Input data »

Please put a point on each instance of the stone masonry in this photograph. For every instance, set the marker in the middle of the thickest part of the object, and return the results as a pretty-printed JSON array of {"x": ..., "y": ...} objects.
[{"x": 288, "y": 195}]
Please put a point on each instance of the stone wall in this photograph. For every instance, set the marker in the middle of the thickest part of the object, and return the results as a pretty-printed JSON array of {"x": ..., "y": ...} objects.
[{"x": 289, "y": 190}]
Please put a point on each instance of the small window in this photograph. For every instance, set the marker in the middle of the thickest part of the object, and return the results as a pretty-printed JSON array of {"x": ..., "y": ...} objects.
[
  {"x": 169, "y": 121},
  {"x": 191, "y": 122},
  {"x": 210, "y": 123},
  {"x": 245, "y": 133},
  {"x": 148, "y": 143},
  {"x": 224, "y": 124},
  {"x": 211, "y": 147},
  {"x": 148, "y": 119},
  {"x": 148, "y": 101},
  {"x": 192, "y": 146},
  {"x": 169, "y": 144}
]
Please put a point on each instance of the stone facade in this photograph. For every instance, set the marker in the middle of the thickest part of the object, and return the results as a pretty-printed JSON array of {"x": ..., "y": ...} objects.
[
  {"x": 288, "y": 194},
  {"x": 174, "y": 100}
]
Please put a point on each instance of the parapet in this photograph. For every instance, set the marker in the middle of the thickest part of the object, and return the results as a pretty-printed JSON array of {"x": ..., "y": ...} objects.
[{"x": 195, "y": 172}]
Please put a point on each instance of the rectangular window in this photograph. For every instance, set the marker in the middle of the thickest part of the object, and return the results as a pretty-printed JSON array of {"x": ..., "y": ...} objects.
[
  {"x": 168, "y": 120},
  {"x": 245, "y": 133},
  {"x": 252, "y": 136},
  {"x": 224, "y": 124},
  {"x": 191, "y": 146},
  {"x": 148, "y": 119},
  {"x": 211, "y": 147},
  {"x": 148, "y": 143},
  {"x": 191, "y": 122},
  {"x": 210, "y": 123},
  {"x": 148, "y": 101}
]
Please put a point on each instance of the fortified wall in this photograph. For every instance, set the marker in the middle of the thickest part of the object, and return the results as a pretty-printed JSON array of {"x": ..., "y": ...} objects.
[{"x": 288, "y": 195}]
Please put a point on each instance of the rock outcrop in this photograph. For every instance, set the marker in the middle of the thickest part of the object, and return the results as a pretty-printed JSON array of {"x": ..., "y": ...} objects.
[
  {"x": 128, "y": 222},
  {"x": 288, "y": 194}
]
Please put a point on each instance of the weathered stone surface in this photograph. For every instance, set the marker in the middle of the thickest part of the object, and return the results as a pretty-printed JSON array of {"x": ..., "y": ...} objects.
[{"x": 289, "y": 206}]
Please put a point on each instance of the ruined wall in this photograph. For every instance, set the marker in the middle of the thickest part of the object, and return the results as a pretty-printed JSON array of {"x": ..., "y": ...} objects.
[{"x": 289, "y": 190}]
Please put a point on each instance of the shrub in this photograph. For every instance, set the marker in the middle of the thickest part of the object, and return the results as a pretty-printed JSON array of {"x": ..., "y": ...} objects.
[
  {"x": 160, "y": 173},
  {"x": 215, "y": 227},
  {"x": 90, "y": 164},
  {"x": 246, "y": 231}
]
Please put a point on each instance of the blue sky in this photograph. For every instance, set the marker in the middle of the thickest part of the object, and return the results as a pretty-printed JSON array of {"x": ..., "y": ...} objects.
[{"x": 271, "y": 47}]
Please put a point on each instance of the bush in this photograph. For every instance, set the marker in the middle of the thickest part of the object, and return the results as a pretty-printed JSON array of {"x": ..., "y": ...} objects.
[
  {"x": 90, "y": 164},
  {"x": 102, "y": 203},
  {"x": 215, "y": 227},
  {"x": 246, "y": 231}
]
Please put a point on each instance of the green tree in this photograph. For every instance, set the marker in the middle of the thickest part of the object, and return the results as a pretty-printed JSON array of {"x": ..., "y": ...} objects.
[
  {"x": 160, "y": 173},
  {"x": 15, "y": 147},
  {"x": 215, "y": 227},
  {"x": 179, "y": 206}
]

Aim of the exercise » Please copy the line that contains "Please put a point on each instance of the ruined" and each line after it through the end of the records, exactly, and no other lines.

Expected answer »
Please put a point on each instance of the ruined wall in this photograph. For every instance, set the marker in the middle of the thickest part of the object, and return the results as a pretty-printed JSON array of {"x": ..., "y": ...} objects.
[{"x": 289, "y": 190}]
Please put a point on each instance of the shrub in this photograph. For every instance, set the marker in the middle of the thickest part of the object, and return the results as a pretty-printed JSON array of {"x": ..., "y": ...} objects.
[
  {"x": 160, "y": 173},
  {"x": 215, "y": 227},
  {"x": 90, "y": 164},
  {"x": 246, "y": 231}
]
Please put a point on each instance of the blue sky in this photograph. For every instance, set the marker in the middle of the thickest part of the object, and return the results as a pretty-printed JSON array of {"x": ..., "y": ...} objects.
[{"x": 271, "y": 47}]
Please put a point on each instance of the bush in this photograph. For every instance, set the marker in the middle of the thickest part of the object, and return the results as a pretty-printed JSON array of {"x": ..., "y": ...} objects.
[
  {"x": 90, "y": 164},
  {"x": 102, "y": 203},
  {"x": 215, "y": 227},
  {"x": 246, "y": 231}
]
Please put a point on each instance of the green tree in this photograph. For every instance, set the marker in the middle of the thickest part of the object, and return the results as a pretty-printed JSON array of {"x": ..., "y": ...} objects.
[
  {"x": 160, "y": 173},
  {"x": 15, "y": 147},
  {"x": 215, "y": 227},
  {"x": 179, "y": 206}
]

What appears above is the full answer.